■ OBJECTIVE:
Rewrite the records below from the line with "Task: find the black wetsuit" up to and including the line with "point(639, 303)", keeping the requests and scaling every point coordinate in the answers by 2.3, rounded to whole numbers with halves rounded up.

[Location annotation dataset excerpts]

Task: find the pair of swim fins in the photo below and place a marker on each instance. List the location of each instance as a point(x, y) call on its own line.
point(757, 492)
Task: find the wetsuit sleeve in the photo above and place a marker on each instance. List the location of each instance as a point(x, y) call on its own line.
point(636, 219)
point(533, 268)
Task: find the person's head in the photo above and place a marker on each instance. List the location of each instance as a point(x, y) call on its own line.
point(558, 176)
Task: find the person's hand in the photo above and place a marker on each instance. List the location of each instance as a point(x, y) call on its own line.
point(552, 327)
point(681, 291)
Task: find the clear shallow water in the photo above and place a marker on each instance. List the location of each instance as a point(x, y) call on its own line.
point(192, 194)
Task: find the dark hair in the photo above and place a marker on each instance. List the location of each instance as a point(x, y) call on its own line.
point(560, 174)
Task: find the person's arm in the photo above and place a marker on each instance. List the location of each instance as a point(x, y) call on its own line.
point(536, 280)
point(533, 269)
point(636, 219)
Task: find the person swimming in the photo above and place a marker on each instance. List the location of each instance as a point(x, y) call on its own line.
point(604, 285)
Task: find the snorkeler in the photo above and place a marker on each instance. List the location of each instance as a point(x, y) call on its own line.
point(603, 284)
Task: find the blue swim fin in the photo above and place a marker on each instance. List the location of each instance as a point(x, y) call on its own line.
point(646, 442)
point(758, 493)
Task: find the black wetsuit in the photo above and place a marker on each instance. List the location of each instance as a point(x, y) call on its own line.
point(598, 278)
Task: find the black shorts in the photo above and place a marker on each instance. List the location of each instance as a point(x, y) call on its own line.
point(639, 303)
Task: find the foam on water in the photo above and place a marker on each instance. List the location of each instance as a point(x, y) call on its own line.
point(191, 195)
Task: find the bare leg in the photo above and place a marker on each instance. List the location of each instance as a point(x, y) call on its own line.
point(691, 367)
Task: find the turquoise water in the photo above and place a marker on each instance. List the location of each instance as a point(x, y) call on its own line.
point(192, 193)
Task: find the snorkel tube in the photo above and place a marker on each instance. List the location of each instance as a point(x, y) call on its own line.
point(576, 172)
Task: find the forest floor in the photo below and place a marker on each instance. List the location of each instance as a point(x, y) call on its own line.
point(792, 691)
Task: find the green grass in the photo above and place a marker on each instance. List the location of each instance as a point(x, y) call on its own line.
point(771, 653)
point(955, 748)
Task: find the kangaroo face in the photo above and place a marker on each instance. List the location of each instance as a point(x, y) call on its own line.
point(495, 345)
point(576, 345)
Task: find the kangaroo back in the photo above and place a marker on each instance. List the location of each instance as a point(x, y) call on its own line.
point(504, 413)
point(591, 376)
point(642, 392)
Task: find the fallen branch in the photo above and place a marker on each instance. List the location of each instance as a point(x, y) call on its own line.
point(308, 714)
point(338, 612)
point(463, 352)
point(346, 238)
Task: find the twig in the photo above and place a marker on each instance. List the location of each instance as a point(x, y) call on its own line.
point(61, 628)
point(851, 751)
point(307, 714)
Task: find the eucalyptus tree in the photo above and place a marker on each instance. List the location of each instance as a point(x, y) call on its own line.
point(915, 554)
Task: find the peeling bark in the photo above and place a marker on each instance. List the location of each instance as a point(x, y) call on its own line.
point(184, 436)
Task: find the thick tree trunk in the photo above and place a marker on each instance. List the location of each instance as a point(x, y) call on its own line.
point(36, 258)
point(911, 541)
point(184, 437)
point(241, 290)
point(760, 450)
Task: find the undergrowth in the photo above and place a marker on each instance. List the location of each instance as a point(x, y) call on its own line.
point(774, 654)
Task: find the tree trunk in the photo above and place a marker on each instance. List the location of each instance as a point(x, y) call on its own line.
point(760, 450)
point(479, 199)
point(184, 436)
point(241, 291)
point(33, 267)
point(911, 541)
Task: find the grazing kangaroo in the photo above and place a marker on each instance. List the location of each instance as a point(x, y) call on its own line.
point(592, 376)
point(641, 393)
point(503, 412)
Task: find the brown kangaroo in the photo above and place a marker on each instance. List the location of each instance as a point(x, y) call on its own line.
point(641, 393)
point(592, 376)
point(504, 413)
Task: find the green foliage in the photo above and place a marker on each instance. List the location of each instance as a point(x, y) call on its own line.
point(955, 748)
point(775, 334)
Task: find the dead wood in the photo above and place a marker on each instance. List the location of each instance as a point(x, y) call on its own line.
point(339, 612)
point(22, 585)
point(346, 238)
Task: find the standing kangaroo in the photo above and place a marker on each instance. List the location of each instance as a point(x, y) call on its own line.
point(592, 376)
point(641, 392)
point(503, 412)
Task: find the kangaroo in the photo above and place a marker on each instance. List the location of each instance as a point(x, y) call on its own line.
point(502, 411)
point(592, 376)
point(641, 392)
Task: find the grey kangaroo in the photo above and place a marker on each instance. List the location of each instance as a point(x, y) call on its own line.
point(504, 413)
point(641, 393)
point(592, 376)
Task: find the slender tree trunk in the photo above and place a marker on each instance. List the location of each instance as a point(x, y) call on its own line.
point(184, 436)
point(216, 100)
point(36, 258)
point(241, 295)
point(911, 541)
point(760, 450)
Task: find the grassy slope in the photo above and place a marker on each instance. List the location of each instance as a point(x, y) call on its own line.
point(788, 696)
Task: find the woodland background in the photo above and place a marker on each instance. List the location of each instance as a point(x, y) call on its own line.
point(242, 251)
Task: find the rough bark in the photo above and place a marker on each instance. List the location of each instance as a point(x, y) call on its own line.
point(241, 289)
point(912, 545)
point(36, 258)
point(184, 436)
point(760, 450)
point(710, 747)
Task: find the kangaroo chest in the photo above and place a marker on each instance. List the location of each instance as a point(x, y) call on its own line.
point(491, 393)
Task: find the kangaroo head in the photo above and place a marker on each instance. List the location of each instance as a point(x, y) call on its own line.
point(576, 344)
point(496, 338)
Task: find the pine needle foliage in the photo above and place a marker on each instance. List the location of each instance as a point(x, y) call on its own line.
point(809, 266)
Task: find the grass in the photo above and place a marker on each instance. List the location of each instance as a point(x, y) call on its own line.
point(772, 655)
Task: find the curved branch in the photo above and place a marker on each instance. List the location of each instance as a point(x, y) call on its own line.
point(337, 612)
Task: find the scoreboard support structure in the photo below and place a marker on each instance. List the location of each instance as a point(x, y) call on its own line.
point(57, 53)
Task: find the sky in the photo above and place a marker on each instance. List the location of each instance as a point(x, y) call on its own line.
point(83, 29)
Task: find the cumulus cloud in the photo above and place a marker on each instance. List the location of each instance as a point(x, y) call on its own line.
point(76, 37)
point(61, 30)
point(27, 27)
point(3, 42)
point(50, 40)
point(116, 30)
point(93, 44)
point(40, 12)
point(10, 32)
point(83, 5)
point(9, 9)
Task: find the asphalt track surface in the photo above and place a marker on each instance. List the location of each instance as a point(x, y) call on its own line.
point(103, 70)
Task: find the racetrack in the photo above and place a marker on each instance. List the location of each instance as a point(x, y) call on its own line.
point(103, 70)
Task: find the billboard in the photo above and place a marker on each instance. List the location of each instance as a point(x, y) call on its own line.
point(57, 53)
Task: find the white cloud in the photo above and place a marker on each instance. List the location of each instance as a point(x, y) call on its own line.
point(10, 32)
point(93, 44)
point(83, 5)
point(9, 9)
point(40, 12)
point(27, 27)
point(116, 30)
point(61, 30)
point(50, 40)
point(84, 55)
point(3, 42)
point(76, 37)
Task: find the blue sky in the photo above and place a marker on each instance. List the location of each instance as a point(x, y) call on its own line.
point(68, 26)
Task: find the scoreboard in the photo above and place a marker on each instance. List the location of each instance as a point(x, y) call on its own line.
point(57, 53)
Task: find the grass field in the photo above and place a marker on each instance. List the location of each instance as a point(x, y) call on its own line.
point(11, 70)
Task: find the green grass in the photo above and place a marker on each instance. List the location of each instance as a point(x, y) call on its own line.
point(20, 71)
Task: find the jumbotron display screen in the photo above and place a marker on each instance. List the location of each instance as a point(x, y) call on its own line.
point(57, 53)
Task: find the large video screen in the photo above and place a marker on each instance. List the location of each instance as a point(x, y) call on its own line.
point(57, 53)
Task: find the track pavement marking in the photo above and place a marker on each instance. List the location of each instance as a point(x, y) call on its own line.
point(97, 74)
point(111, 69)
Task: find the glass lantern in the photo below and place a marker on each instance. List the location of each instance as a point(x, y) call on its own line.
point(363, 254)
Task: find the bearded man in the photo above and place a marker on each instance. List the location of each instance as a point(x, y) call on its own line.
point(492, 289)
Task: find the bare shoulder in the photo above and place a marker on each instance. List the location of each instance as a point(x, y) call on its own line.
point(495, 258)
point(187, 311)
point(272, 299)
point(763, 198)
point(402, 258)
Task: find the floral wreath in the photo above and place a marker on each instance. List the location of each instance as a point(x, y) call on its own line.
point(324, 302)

■ WRITTEN RESPONSE:
Task: find the black wetsuit in the photo above and place a marker on each instance. List the location of each instance as a point(x, y) call on its own line.
point(1375, 639)
Task: find the black shorts in the photo above and place a marker on each instance. List the location of each instance as a point(x, y) call on its own line.
point(1470, 697)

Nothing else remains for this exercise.